Terrorismusbekämpfung: Der Bayerische Ministerrat gedachte zu Beginn seiner Sitzung mit einer Schweigeminute der Opfer der Pariser Terroranschläge mit einer Schweigeminute. Anschließend unterichtete Innenminister Joachim Herrmann über die aktuelle Lage nach den verheerenden Anschlägen in Paris und die notwendigen Konsequenzen für die Terrorismus- und Kriminalitätsbekämpfung. Die Terrorgefahr sei auch in Bayern weiterhin hoch. „Hinweise zu konkreten Anschlagsplanungen liegen uns aber nicht vor.” Bereits unmittelbar nach den Terrorattacken in Paris habe Bayern das zwischen Bund und Ländern abgestimmte ‚Maßnahmenkonzept nach terroristischen Anschlägen im Ausland‘ umgesetzt. Unter anderem wurden die Schutzmaßnahmen für gefährdete Einrichtungen und die Verfügbarkeit von Spezialeinheiten erhöht. Dazu gehöre lageangepasst auch eine erhöhte Polizeipräsenz in Zivil und uniformiert, vor allem bei Großveranstaltungen. Herrmann stellte als wichtigen Baustein die verstärkte Sicherung der bayerischen Grenzen heraus. Dazu müsse die Bundespolizei deutlich engmaschiger und wirksamer kontrollieren. Die Bayerische Polizei stehe jederzeit zur Unterstützung bereit, „notfalls können wir Aufgaben der Grenzsicherung vom Bund übernehmen“. Eine ganz entscheidende Rolle spielt nach den Worten Herrmanns eine Maximierung der Schleierfahndung. Zur Verstärkung der personellen und finanziellen Ressourcen der Sicherheitsbehörden will der Innenminister in einer der nächsten Kabinettssitzungen ein ausgearbeitetes Konzept vorlegen.

Verteilung unbegleiteter minderjähriger Flüchtlinge: Zugestimmt wurde der Neufassung der Verordnung zur Ausführung der Sozialgesetze, womit rückwirkend die rechtlichen Voraussetzungen für die bundesweite Verteilung von unbegleiteten ausländischen Kindern und Jugendlichen auf andere Bundesländer geschaffen wurde, die seit 1. November 2015 erstmalig nach Bayern eingereist sind. Wie bei Erwachsenen erfolgt die bundesweite Verteilung der unbegleiteten Minderjährigen nach dem sogenannten Königsteiner Schlüssel. Unbegleitete Minderjährige werden von den Kommunen nach den Standards der Jugendhilfe untergebracht. Laut Sozialministerin Emilia Müller sind in diesem Jahr schon über 12.500 unbegleitete Kinder und Jugendliche in Bayern eingereist, über 15.000 unbegleitete Minderjährige sind derzeit in Bayern insgesamt von den Jugendämtern zu versorgen. Da eine Weiterverteilung der unbegleiteten Minderjährigen in andere Länder bisher nicht möglich war, sind vielerorts die Unterbringungs- und Versorgungskapazitäten der Jugendhilfe ausgeschöpft. Das konkrete Verfahren zur Verteilung wurde mit diesen Ländern in kürzester Zeit abgestimmt. Bereits am 10. November wurden die ersten 37 unbegleiteten Minderjährigen nach Sachsen und am 11. November 53 nach Baden-Württemberg verteilt. In dieser Woche werden weitere 160 Jugendliche folgen. In Bayern kommen besonders viele unbegleitete ausländische Minderjährige an, da der Freistaat an den beiden Hauptfluchtrouten liegt. Die Zugangszahlen sind in 2015 exponentiell angestiegen.

----------------

## Aufgaben
**a.** Suche bitte aus den Einträgen unten jede Zeile heraus, die das Wort „orange“ enthält, und gib diese Zeilen unverändert wieder. Groß- und Kleinschreibung ist dabei zu beachten.
**b.** Setze den Bericht über die Sitzung des Bayerischen Ministerrats oben im Anschluss an seinen letzten Satz fort.

## Angezeigte Daten
----------------

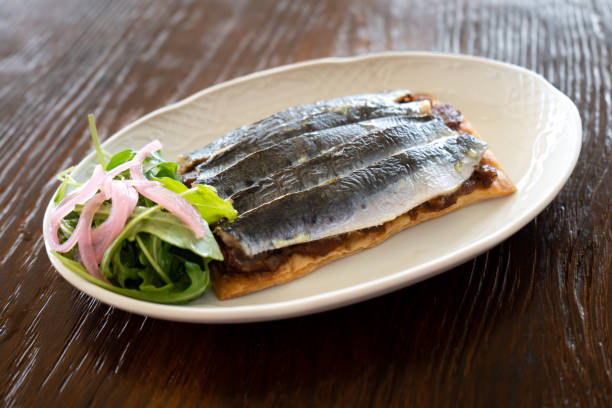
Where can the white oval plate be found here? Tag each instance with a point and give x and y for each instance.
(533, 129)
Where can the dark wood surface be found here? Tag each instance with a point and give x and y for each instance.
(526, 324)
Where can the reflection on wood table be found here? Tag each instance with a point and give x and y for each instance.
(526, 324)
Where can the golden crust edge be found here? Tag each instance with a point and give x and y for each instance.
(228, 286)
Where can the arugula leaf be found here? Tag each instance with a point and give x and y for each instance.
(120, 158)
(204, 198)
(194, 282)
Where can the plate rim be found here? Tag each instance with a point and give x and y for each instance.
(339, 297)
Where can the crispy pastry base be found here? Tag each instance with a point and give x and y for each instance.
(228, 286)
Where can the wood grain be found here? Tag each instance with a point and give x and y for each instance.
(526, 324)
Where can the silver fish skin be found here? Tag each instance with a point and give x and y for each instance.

----------------

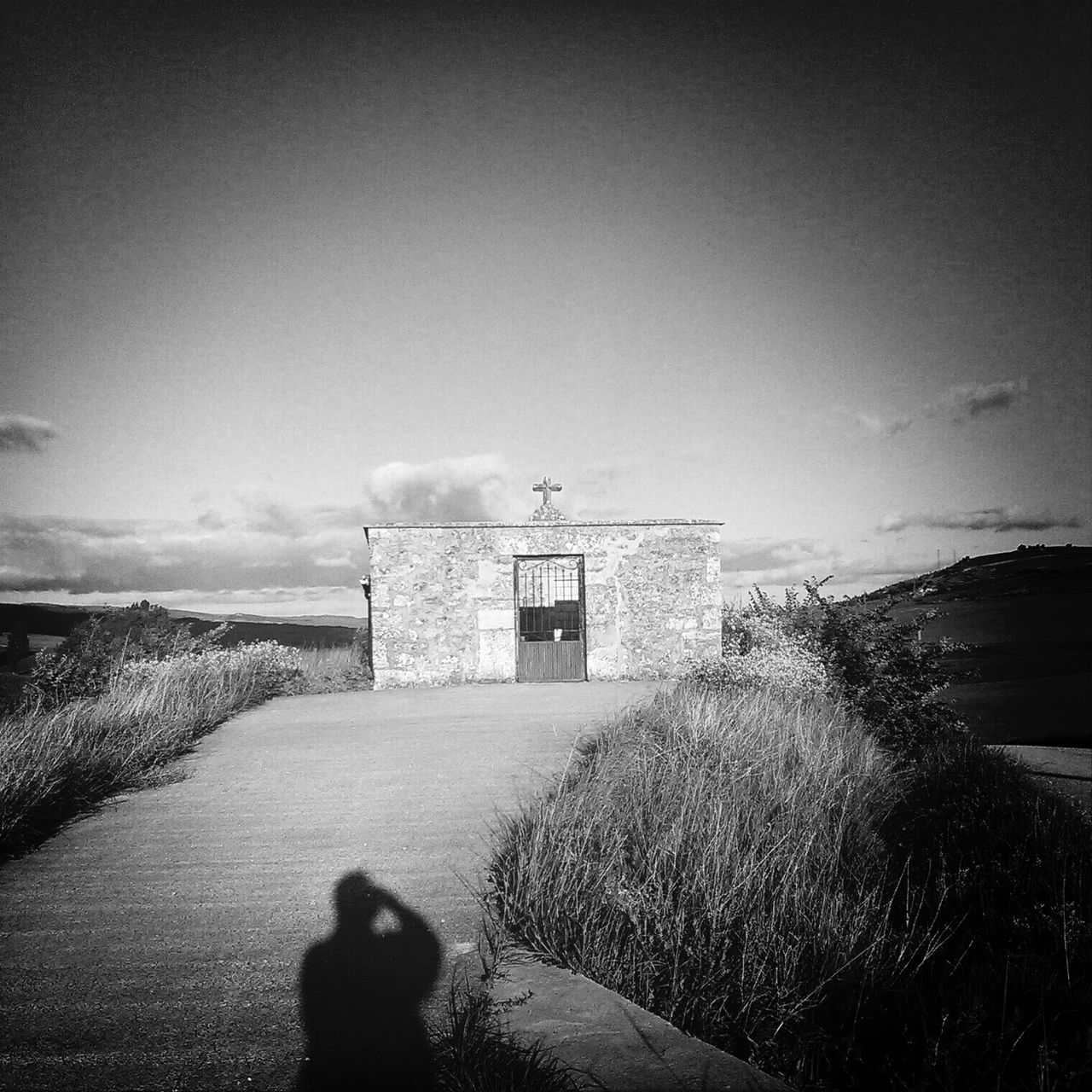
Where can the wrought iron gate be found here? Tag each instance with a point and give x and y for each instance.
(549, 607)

----------------

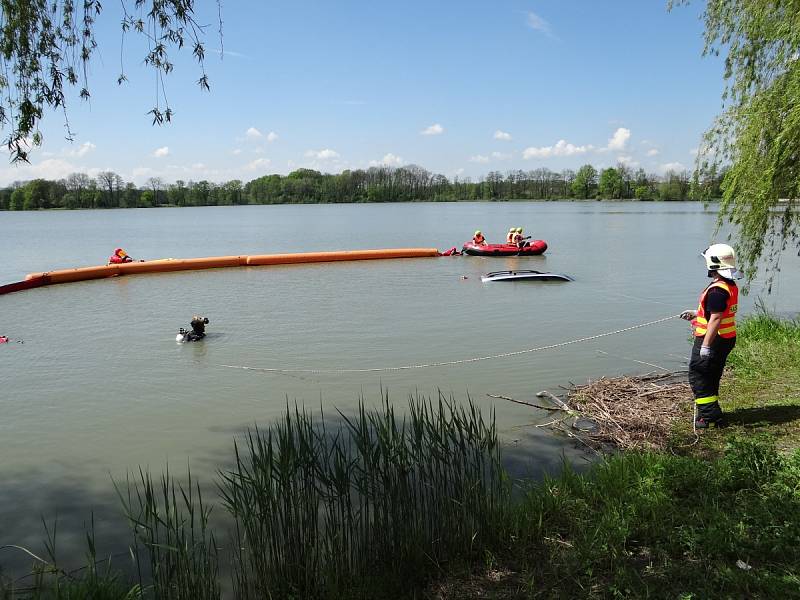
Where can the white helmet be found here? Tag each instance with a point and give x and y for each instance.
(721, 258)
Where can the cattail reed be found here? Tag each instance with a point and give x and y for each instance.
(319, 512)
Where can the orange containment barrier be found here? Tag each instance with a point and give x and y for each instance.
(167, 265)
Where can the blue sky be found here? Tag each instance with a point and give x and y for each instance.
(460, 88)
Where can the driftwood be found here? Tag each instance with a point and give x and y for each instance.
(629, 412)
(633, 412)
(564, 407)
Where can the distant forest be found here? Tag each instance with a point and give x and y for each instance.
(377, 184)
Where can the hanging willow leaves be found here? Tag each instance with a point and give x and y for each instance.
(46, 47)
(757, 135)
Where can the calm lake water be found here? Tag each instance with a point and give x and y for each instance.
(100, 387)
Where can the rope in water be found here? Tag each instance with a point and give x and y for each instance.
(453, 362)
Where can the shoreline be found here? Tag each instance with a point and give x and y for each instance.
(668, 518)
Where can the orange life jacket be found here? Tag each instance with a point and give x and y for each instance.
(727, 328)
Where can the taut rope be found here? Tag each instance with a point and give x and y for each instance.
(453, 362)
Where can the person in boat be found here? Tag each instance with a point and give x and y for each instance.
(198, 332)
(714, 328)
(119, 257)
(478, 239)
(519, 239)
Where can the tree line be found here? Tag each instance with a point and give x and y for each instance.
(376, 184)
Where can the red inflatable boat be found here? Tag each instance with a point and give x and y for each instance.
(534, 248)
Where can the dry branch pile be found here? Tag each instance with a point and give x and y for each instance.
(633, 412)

----------------

## Antworten je Aufgabe
**a.**
Where can the orange containment barrier be found here? Tag each instance with a point and give x and y for each instance.
Where can the orange life jacket be found here? Tag each instance with a point and give x and y for each instance.

**b.**
500. Reformationsjubiläum: Das auf einen Dienstag fallende 500. Reformationsjubiläum am 31. Oktober 2017 soll – einmalig – mit einem gesetzlichen Feiertag begangen werden. Ein entsprechender Entwurf für die dazu notwendige Änderung des Feiertagsgesetzes wird jetzt dem Landtag zugeleitet. Damit folgt Bayern der Entscheidung anderer Bundesländer, in denen der Reformationstag kein alljährlicher gesetzlicher Feiertag ist.

Stärkung der Stromerzeugung aus Biomasse: Der Ministerrat hat beschlossen, im Bundesrat eine Entschließung zur Stärkung der Stromerzeugung aus Biomasse im Erneuerbare-Energien-Gesetz (EEG) 2016 einzubringen. Hintergrund ist die notwendige Stabilisierung und der weitere Ausbau der Bioenergie als verlässliche und flexible Stromquelle. Mit dem Vorschlag einer Regionalquote für die Ausschreibung erneuerbarer Energien will Bayern zudem eine bessere regionale Steuerung des Zubaus an regenerativen Energien erreichen. Aktuell, so Energieministerin Ilse Aigner, trage die Bioenergie in Bayern 9,3 Prozent zur bayerischen Bruttostromerzeugung bei. Mit den Vergütungssätzen im aktuellen EEG und ohne Einbeziehung in die in der EEG-Novelle geplanten Ausschreibungen sei ein weiterer Ausbau der Bioenergie nicht möglich. Vielmehr drohe mit Ablauf der 20-jährigen Vergütungsperiode ab 2021 ein sukzessiver Rückbau. Bayern will die Bundesregierung zudem auffordern, eine regionale Quote bei der Ausschreibung erneuerbarer Energien vorzusehen, um auch zukünftig einen auf Deutschland besser verteilten Zubau von Erneuerbare-Energie-Anlagen zu gewährleisten.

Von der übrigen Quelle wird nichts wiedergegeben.